■ **PROVIDED DATA**:
● ● ● ● ●

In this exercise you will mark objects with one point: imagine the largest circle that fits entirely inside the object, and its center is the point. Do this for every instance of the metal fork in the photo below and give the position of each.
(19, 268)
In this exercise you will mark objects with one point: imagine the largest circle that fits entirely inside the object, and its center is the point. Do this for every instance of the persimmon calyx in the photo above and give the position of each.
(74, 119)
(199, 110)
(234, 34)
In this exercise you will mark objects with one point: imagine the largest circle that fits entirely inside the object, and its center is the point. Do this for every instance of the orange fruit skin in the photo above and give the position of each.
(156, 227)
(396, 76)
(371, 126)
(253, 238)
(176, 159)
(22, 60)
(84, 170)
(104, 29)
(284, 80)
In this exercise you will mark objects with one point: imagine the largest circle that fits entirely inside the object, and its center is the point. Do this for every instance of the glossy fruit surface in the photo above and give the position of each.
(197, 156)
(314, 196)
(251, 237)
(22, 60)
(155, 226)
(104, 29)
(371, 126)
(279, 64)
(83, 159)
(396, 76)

● ● ● ● ●

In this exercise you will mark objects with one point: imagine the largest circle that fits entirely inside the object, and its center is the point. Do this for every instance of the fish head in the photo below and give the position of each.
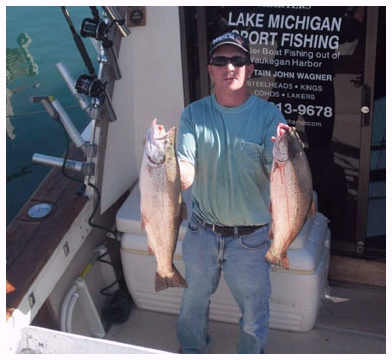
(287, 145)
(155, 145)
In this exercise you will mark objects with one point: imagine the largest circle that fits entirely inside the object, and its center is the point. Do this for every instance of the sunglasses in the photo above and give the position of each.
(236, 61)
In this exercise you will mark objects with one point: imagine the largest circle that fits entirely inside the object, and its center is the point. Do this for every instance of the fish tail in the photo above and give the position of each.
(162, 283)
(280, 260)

● ● ● ● ●

■ **WORK INSTRUCTIONS**:
How many lines in the records above contain the word "fruit"? Reply with the number alone.

■ **FULL SOLUTION**:
2